> Exercise goal
Pull out each line in the material below that contains the string "instance", treating uppercase and lowercase as different.

> Material provided
-=-=-

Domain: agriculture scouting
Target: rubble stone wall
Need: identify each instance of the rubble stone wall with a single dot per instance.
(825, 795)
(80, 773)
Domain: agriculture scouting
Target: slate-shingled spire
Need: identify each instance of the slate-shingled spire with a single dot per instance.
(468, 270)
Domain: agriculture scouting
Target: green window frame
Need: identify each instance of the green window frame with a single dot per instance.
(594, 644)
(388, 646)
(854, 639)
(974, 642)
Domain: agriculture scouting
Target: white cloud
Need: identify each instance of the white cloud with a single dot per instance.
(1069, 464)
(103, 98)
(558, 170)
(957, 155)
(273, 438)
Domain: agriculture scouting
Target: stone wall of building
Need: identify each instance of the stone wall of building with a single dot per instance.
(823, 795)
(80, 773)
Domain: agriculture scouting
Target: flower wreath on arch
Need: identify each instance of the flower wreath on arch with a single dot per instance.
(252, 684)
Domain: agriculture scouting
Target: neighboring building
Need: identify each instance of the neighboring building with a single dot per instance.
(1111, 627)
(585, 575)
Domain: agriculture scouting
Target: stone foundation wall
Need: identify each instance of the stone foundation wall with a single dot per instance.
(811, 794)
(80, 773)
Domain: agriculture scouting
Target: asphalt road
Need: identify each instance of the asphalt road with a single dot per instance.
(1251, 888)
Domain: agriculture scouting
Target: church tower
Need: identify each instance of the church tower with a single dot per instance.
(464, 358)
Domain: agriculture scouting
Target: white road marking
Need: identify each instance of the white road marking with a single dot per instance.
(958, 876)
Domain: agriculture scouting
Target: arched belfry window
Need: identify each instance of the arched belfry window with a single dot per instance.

-=-=-

> Task answer
Need: identify each instance of the rubble stone wall with a single dot per instance.
Need: identify each instance of the slate-shingled spire with a single dot per instance.
Need: identify each instance of the green window frame with a single dot per instance.
Need: identify each instance of the white cloud with a single dot per instance.
Need: identify each instance of the stone wall of building with a single dot per instance.
Need: identify each instance of the flower wreath on arch with a single dot per instance.
Need: identify each instance of the neighboring building with a single dot per instance.
Need: identify each instance of the stone foundation wall with a single dot per instance.
Need: identify each instance of the asphalt road with a single dot per instance.
Need: identify each instance of the church tower with a single dot per instance.
Need: identify each instance of the white road marking with a single dot per instance.
Need: identify each instance of the arched belfry window with a single dot per instance.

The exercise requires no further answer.